(DATASET CONTENT begins)
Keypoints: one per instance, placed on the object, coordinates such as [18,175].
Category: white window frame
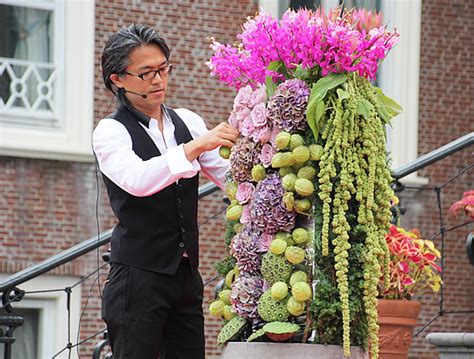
[74,58]
[398,76]
[52,336]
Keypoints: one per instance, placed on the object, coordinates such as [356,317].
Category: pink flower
[238,116]
[245,218]
[247,127]
[259,95]
[261,134]
[466,203]
[266,154]
[244,192]
[259,115]
[244,98]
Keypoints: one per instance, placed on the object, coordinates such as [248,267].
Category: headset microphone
[136,93]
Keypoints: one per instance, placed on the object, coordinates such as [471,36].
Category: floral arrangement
[309,182]
[412,264]
[466,204]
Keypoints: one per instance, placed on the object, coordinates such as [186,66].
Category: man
[150,156]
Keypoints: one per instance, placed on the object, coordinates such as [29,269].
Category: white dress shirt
[113,147]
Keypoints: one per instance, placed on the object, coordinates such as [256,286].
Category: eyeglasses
[149,75]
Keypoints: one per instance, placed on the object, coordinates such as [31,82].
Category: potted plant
(DATASET CONTENT ends)
AIM OF THE EXERCISE.
Give back the material word for word, without images.

ANSWER TO THIS PROBLEM.
Keypoints: one per instance, placed on the object, coordinates such as [18,175].
Category: white window frame
[74,58]
[398,76]
[52,336]
Keypoints: one per instance, placed on the object, coordinates such as [356,317].
Category: pink flower
[238,116]
[245,218]
[247,127]
[259,95]
[261,134]
[466,203]
[266,154]
[244,192]
[259,115]
[244,98]
Keypoints: one per instance, placed on the object, coordinates such as [248,267].
Category: headset microphone
[136,93]
Keypoints: one per instance, placed on the object, coordinates such as [471,36].
Category: floral arrangement
[309,182]
[412,264]
[466,204]
Keypoints: one per instance, placed on the object, coordinates such as [186,66].
Category: man
[150,156]
Keypoints: one per instance, placed on the object, coordinates such as [29,269].
Category: white dress shirt
[113,147]
Keypoints: one per instance, placed on the object, coordinates such as [256,286].
Category: eyeglasses
[149,75]
Keypoints: one per instance, placed on the object, coordinates such as [31,82].
Category: potted plant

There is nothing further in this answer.